> [Source excerpt]:
★ ★ ★ ★

Meldrim Thomson, R.I.P - former New Hampshire governor - Brief Article - Obituary

Jeffrey Hart

Meldrim Thomson was elected governor of New Hampshire in 1972, defeating a Republican incumbent in a primary. He transformed the state Republican party and, through imitation, the state Democratic party. His influence, after he completed three two-year terms, is still strong. New Hampshire was the only New England state won by George W. Bush.

The post-World War II New Hampshire Republican party was middle-of-the- road to liberal. Today, all four New Hampshire national representatives are conservative Republicans: Gregg, Smith, Bass, and Sununu. The state does not have an income tax or a sales tax. Though reared in the South, always courtly and speaking with a drawl, Mel Thomson was Carborundum hard on the central question of taxation. His reply to advocates of a "broad-based" tax was direct. He ran on the platform "ax the tax."

Not surprisingly, New Hampshire began to enjoy an economic boom. Businesses moved in, especially high-tech. Refugees poured across the border from "Taxachusetts." New Hampshire became a good place to invest. After Thomson left office, all serious statewide and national candidates "took the pledge" against taxes. Even Jeanne Shaheen, the present governor and a moderate Democrat, "took the pledge" when running for her first term, and kept her word.

★ ★ ★ ★

> [Dataset records]:

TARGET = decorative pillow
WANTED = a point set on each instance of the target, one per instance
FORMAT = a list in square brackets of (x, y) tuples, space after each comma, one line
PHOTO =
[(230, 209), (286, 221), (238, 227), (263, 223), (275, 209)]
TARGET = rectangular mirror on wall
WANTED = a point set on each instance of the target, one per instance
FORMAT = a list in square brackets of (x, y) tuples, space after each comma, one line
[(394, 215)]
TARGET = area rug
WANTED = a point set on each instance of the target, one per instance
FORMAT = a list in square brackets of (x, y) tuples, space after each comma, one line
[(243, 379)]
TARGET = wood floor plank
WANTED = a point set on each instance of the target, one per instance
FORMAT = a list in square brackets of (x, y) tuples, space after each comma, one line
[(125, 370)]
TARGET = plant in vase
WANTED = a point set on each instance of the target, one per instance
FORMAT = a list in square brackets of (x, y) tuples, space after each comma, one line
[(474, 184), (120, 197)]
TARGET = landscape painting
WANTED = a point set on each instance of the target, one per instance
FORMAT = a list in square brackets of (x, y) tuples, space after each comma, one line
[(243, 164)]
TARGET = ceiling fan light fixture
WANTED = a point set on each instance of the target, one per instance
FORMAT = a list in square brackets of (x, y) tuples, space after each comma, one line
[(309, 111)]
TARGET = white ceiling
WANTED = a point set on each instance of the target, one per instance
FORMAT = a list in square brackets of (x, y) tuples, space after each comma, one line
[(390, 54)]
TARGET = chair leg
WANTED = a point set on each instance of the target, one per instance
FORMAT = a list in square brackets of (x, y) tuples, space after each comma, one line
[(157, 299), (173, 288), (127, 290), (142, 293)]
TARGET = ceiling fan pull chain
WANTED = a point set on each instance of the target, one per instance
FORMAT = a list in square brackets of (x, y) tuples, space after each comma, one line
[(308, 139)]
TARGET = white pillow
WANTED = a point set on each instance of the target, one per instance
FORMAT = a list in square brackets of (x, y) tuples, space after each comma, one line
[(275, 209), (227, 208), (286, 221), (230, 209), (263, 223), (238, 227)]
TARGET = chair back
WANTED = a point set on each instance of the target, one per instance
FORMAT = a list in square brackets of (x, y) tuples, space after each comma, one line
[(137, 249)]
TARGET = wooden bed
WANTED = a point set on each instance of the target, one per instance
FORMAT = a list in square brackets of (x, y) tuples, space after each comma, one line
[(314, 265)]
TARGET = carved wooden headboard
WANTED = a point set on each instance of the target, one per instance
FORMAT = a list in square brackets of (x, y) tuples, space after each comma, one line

★ ★ ★ ★

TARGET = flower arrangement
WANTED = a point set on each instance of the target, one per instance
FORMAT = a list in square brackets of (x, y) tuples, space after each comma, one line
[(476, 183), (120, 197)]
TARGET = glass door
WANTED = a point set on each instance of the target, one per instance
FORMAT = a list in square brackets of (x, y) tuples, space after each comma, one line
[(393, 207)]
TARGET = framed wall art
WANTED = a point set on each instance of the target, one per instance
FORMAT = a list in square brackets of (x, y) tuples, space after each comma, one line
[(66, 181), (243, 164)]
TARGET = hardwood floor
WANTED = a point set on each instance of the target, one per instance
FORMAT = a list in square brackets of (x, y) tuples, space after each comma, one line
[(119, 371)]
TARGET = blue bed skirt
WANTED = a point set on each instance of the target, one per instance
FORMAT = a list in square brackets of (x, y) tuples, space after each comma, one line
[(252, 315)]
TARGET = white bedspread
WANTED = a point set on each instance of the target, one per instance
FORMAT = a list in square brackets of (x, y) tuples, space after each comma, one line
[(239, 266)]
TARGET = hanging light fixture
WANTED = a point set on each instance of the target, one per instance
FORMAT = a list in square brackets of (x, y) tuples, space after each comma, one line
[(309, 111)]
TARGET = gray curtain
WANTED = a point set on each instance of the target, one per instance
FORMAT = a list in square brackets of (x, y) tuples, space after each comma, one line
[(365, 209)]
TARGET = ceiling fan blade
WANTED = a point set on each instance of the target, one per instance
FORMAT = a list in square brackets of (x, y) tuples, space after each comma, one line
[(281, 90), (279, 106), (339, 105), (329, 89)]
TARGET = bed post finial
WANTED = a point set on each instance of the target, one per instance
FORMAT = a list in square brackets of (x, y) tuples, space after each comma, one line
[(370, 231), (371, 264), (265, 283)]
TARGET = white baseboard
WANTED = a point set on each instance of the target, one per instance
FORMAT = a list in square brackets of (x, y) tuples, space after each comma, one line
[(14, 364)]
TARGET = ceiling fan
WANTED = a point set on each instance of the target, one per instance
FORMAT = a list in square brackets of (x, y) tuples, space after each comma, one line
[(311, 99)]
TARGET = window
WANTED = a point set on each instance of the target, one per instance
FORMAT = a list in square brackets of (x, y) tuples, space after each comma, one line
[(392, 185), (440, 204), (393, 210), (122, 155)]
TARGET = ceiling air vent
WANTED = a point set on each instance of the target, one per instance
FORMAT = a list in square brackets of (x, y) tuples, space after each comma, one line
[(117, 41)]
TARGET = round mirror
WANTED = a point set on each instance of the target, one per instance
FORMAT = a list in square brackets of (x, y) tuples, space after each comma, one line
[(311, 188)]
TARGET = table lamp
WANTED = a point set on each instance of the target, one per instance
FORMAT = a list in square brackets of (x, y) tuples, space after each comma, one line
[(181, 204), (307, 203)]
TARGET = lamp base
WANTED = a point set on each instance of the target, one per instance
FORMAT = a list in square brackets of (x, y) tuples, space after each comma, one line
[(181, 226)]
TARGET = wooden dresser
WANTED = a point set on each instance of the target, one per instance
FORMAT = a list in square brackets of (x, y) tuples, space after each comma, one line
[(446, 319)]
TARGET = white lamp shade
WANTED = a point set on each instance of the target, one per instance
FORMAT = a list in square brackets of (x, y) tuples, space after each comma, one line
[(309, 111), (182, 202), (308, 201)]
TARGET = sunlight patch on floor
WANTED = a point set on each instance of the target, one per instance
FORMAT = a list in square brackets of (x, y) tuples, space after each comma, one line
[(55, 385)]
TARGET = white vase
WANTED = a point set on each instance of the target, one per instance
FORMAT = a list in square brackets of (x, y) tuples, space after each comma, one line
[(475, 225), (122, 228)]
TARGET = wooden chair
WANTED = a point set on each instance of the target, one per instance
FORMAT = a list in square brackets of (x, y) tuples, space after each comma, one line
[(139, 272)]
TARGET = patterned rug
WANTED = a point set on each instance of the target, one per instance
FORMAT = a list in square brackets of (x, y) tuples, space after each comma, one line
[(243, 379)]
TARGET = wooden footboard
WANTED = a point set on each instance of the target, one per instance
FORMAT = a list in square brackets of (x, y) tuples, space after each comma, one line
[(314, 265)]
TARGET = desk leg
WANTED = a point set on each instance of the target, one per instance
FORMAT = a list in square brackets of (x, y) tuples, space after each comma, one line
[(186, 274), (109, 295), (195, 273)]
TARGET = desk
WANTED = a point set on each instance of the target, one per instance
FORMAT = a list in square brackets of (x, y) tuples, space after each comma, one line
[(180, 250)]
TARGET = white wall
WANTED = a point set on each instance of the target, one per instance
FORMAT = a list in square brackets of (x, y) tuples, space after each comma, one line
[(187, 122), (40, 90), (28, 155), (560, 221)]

★ ★ ★ ★

> [Required work]:
a - Return the passage of the Meldrim Thomson obituary, starting with "Meldrim Thomson was" and going on through "George W. Bush.".
b - Answer these questions from the Meldrim Thomson obituary:
(i) In what year was Thomson elected governor of New Hampshire?
(ii) How many two-year terms did he complete?
(iii) What platform did he run on?
c - Write what comes next in the Meldrim Thomson obituary, picking up after its final sentence.

> [Results of the exercise]:
a -
Meldrim Thomson was elected governor of New Hampshire in 1972, defeating a Republican incumbent in a primary. He transformed the state Republican party and, through imitation, the state Democratic party. His influence, after he completed three two-year terms, is still strong. New Hampshire was the only New England state won by George W. Bush.

b -
(i) 1972
(ii) Three
(iii) "Ax the tax"

c -
Now, after thirty years, two developments threaten Thomson's heritage: 1) the very prosperity he helped to create. In fact, as people become wealthier, they want more public services. And 2) the state supreme court, which, on dubious grounds, has ruled unconstitutional the established method of paying for the public schools by means of the property tax. But no alternative method has yet made it through the state legislature.

"Ax the tax," "Keep your guns," "Live free or die." Mel Thomson was a great man, though (or perhaps "and so") he was despised in Hanover, home of Dartmouth College. Accused by liberals of having 19th-century ideas, he replied, "They are wrong: My beliefs are rooted in the values of the 17th century, and I'm proud of it." He died at his farm in Orford, N.H., at 89.